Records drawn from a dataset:
BEGIN
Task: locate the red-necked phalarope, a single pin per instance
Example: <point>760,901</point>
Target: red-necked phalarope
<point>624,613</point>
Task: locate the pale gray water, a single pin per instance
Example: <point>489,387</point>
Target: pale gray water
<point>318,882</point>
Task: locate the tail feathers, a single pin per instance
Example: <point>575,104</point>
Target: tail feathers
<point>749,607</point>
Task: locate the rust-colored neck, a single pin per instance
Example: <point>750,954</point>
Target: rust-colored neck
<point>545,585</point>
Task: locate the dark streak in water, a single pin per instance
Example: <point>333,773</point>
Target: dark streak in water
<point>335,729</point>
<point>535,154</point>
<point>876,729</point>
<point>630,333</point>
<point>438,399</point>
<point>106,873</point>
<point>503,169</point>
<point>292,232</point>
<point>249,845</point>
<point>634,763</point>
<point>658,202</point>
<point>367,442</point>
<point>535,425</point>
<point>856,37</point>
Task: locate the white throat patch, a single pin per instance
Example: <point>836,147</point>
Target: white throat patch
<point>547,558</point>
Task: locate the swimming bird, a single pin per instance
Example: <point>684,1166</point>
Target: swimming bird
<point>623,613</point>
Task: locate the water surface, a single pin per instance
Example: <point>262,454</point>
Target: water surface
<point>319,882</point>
END
BEGIN
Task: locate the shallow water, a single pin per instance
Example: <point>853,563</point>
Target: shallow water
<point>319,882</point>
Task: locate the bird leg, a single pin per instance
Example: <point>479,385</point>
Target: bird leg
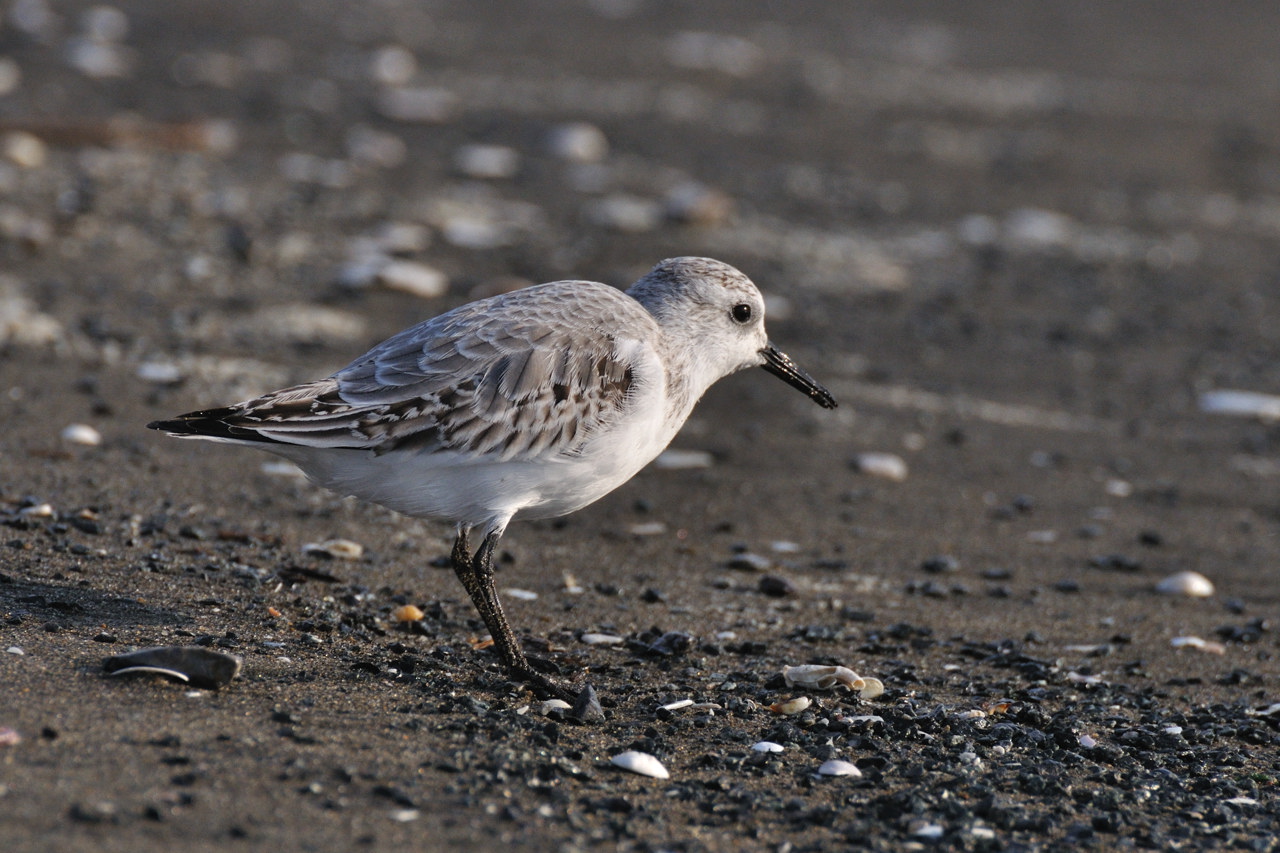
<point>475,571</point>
END
Task statement
Of the lines above, retype only those from the line containing "Task: locate the red-necked" through the line containing "Task: locate the tail", including both, exactly.

Exercise solution
Task: locate the red-necked phalarope, a single pin per instance
Example: <point>760,901</point>
Target: red-necked phalarope
<point>624,613</point>
Task: locate the pale gray water, a single pin per instance
Example: <point>489,387</point>
Target: pale gray water
<point>318,882</point>
Task: locate the tail feathers, a single pin per instance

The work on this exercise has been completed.